Crystallographic Information File (CIF) https://doi.org/10.1107/S0108270107047129/sq3098sup1.cif
Contains datablocks global, I

hkl

Structure factor file (CIF format) https://doi.org/10.1107/S0108270107047129/sq3098Isup2.hkl
Contains datablock I

Comment top

Compounds related to the KTiOPO4 (KTP) structure have received steady attention since its outstanding nonlinear optical properties were reported (Zumsteg et al., 1976). Its metal–oxygen chain structure is constructed on a special cistrans principle which, in combination with a strong distortion of the [TiO6] octahedra, provokes a significant non-linear effect (Bierlein, 1989). Previously, it was shown that KTiOPO4 can serve as a model for the exploration of structure–property relationships by means of aliovalent substitution of K, Ti or P atoms (Stucky et al., 1989). Among the range of KTP family compounds, the non-linear polarizabilities of NbV– and TaV-doped KTiOPO4 crystals are characterized by a high βparallel:βperpendicular ratio, and the non-linear response of Nb(Ta)—O bonds has been described in terms of a bond-additivity model (Bergman & Crane, 1975). [Original meaning not clear - please check rephrasing] These compounds may serve as ferroelastic-based multipurpose laser sources for scientific instruments, optical communications, optical signal processing, data storage etc. (Canalias, 2005).

Replacement of TiIV atoms by NbV is limited to 15 mol%, due to the structure transformations (Alekseeva et al., 2001) that accompany the decrease in the framework anionic charge and consequent lesser quantity of K+ cations relative to the parent KTiOPO4. Therefore, two necessary conditions need to be addressed for the design of NLO materials, namely the retention of the KTP structure and the prevalence of NbV in the composition of the target compound. This work continues the systematic study of the aliovalent combination approach [MIII + MV] towards KTP-related structures and we report here the structure of a mixed InIII/NbV-substituted phase of formula K0.92In0.46Nb0.54OPO4 (hereinafter denoted KINP). A brief discussion of its merohedral twinning is also included.

(Excerpts of bounding box data)
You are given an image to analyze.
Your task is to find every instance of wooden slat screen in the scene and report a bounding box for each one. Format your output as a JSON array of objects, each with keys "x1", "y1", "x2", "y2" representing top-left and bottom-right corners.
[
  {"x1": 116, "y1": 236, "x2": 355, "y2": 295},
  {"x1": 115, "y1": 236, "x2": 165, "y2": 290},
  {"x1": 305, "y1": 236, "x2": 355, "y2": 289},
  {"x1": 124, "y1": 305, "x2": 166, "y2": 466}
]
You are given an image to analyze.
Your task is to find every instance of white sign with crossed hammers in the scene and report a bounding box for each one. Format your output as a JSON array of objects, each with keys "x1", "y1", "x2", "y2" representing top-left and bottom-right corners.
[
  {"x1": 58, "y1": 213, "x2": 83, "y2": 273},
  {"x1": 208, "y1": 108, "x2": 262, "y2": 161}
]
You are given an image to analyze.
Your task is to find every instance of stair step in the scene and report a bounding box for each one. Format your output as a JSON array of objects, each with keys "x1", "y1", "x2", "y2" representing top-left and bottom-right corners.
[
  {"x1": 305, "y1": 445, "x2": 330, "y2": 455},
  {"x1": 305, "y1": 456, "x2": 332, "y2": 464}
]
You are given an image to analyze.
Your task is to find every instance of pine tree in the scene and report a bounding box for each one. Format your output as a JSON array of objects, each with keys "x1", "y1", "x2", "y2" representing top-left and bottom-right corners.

- Exercise details -
In the passage on KTP-related compounds, rename "KINP" to "KINbP" and write out the text from "Replacement of TiIV" up to and including "is also included.".

- Written response -
Replacement of TiIV atoms by NbV is limited to 15 mol%, due to the structure transformations (Alekseeva et al., 2001) that accompany the decrease in the framework anionic charge and consequent lesser quantity of K+ cations relative to the parent KTiOPO4. Therefore, two necessary conditions need to be addressed for the design of NLO materials, namely the retention of the KTP structure and the prevalence of NbV in the composition of the target compound. This work continues the systematic study of the aliovalent combination approach [MIII + MV] towards KTP-related structures and we report here the structure of a mixed InIII/NbV-substituted phase of formula K0.92In0.46Nb0.54OPO4 (hereinafter denoted KINbP). A brief discussion of its merohedral twinning is also included.